Stored entries
----
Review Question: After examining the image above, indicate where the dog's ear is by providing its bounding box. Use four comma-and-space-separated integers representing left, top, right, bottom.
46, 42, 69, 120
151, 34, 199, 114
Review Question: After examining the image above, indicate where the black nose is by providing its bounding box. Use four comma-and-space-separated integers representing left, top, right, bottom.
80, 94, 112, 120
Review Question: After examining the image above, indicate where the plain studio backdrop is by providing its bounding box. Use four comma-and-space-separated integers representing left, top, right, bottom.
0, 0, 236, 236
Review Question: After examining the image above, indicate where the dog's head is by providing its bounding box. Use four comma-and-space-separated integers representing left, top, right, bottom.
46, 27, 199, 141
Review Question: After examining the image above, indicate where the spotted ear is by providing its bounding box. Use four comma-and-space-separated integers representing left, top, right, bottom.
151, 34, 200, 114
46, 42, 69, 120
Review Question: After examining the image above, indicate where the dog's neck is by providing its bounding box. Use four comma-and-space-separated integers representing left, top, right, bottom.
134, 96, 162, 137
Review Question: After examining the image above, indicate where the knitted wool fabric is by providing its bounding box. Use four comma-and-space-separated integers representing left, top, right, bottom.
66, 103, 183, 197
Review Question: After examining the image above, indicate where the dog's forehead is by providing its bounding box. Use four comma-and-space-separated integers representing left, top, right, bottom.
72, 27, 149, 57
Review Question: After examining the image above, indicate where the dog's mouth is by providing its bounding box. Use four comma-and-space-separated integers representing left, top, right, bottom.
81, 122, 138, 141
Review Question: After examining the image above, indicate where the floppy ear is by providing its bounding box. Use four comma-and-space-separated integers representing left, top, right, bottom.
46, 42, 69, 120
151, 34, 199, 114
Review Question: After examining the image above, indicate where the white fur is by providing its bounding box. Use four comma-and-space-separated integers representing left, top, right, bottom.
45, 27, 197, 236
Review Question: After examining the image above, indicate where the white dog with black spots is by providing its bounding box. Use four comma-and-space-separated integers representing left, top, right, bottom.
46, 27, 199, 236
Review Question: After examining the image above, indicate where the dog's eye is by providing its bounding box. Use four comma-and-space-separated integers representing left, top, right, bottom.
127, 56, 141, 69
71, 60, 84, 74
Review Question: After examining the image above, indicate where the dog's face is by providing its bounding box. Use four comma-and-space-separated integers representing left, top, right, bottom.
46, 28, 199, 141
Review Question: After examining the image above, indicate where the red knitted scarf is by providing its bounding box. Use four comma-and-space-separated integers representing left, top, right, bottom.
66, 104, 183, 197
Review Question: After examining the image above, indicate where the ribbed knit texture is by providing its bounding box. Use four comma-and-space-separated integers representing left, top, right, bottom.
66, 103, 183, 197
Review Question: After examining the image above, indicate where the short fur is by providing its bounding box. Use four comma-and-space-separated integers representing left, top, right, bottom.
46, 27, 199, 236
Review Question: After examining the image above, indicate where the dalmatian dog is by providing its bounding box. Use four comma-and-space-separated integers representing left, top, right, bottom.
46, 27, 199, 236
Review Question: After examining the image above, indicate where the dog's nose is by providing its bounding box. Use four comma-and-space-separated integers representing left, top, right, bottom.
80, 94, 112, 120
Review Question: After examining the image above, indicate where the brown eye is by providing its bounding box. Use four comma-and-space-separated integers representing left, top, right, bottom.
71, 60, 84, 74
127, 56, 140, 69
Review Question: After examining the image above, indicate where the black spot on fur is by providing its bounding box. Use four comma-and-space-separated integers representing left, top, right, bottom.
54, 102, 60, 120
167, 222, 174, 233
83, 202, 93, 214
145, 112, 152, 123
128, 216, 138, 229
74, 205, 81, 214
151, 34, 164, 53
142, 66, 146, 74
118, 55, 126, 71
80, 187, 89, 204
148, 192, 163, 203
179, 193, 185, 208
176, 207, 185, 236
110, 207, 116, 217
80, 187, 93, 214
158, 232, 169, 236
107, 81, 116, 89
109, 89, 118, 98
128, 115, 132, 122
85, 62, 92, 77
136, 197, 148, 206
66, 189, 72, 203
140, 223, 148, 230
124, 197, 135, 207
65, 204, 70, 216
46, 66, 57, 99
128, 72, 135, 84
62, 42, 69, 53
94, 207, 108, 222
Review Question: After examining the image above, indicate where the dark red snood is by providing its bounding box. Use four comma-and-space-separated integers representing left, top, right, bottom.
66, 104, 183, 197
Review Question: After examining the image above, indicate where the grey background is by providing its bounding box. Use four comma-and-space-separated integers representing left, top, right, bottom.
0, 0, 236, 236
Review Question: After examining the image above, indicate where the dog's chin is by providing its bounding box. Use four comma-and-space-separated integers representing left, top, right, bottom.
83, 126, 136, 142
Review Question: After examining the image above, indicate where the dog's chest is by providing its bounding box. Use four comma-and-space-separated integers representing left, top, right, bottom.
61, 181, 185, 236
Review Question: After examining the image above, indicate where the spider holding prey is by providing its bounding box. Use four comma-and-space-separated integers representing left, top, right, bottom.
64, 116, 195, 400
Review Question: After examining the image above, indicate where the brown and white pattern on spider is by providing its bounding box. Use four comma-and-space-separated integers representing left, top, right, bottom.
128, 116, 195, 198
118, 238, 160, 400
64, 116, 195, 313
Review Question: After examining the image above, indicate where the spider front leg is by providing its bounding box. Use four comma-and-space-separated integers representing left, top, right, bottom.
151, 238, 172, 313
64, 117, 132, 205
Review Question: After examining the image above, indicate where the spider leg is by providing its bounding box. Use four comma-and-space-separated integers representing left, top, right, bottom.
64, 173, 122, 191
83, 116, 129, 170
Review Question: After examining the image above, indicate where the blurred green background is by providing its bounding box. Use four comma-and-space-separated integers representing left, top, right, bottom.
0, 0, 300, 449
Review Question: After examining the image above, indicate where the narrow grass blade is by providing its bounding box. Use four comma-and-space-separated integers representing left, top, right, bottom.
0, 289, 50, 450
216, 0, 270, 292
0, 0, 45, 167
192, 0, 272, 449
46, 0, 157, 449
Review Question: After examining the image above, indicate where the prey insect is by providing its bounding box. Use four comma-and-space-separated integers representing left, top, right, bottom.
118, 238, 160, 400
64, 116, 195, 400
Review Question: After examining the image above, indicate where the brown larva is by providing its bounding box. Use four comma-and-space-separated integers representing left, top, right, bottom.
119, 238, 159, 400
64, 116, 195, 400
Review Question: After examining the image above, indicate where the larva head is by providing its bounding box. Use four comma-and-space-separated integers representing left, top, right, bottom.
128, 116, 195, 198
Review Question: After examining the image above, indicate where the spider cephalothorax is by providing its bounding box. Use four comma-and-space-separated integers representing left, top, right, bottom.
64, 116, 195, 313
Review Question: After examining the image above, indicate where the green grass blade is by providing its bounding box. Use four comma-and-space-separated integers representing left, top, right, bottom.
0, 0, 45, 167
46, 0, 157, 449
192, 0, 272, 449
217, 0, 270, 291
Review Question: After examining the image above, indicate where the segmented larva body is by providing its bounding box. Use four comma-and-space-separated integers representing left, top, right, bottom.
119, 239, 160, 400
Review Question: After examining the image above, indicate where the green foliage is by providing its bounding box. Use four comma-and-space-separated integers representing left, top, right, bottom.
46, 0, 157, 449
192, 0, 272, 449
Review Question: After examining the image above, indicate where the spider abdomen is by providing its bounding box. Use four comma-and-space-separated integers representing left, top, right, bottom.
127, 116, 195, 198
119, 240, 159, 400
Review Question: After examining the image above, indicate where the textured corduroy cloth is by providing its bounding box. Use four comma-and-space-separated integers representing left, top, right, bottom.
----
EXERCISE DESCRIPTION
Format the lines above as a JSON list of strings, one string per line and blank lines omitted, starting with the line that contains "where the dark" and going on through the line that contains "64, 117, 132, 205".

WORKED ANSWER
[
  "Review Question: After examining the image above, indicate where the dark red snood is by providing its bounding box. Use four comma-and-space-separated integers representing left, top, right, bottom.",
  "66, 104, 183, 197",
  "Review Question: After examining the image above, indicate where the grey background is by providing its bounding box. Use four comma-and-space-separated integers representing left, top, right, bottom.",
  "0, 0, 236, 236",
  "Review Question: After examining the image above, indicate where the dog's chin is by providing its bounding box. Use four comma-and-space-separated integers representing left, top, right, bottom.",
  "83, 126, 136, 142",
  "Review Question: After examining the image above, indicate where the dog's chest is by providing its bounding box. Use four comma-and-space-separated integers representing left, top, right, bottom.",
  "61, 181, 185, 236",
  "Review Question: After examining the image above, indicate where the spider holding prey is by providing its bounding box. Use four comma-and-space-separated integers representing left, top, right, bottom.",
  "64, 116, 195, 400",
  "Review Question: After examining the image above, indicate where the brown and white pattern on spider is by providing its bounding box. Use four comma-and-space-separated integers representing left, top, right, bottom.",
  "128, 116, 195, 198",
  "118, 238, 160, 400",
  "64, 116, 195, 313",
  "Review Question: After examining the image above, indicate where the spider front leg is by providing its bounding box. Use four comma-and-space-separated integers representing left, top, right, bottom.",
  "151, 238, 172, 313",
  "64, 117, 132, 205"
]